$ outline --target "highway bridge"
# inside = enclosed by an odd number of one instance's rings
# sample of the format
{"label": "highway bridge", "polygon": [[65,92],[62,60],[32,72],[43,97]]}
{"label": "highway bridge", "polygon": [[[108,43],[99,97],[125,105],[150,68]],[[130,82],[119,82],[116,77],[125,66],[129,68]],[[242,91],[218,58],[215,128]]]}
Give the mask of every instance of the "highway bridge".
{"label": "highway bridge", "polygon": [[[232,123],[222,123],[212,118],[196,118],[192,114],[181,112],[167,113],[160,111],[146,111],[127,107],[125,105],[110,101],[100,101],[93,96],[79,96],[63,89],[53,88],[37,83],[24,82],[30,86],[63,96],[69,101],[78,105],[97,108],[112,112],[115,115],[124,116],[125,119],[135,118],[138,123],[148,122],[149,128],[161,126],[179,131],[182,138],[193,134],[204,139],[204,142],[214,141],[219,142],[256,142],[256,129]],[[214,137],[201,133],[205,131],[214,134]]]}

* **SHORT EXERCISE**
Print every one of the rows above again, character for character and with nothing changed.

* **REPLY**
$ outline --target "highway bridge"
# inside = enclosed by an odd number of one instance's rings
# sample of the format
{"label": "highway bridge", "polygon": [[65,92],[62,60],[32,72],[43,97]]}
{"label": "highway bridge", "polygon": [[[108,43],[99,97],[125,105],[150,68]],[[130,82],[119,82],[116,77],[125,66],[129,68]],[[242,91],[218,58],[215,128]]]}
Give the mask of every instance of the "highway bridge".
{"label": "highway bridge", "polygon": [[[232,123],[222,123],[212,118],[196,118],[192,114],[181,112],[167,113],[160,111],[146,111],[127,107],[125,105],[110,101],[100,101],[93,96],[79,96],[63,89],[53,88],[37,83],[24,82],[30,86],[63,96],[69,101],[78,105],[97,108],[112,112],[115,115],[124,116],[125,119],[135,118],[138,123],[148,122],[149,128],[161,126],[179,131],[182,138],[193,134],[204,139],[204,142],[214,141],[219,142],[256,142],[256,129]],[[214,137],[201,133],[205,131],[214,134]]]}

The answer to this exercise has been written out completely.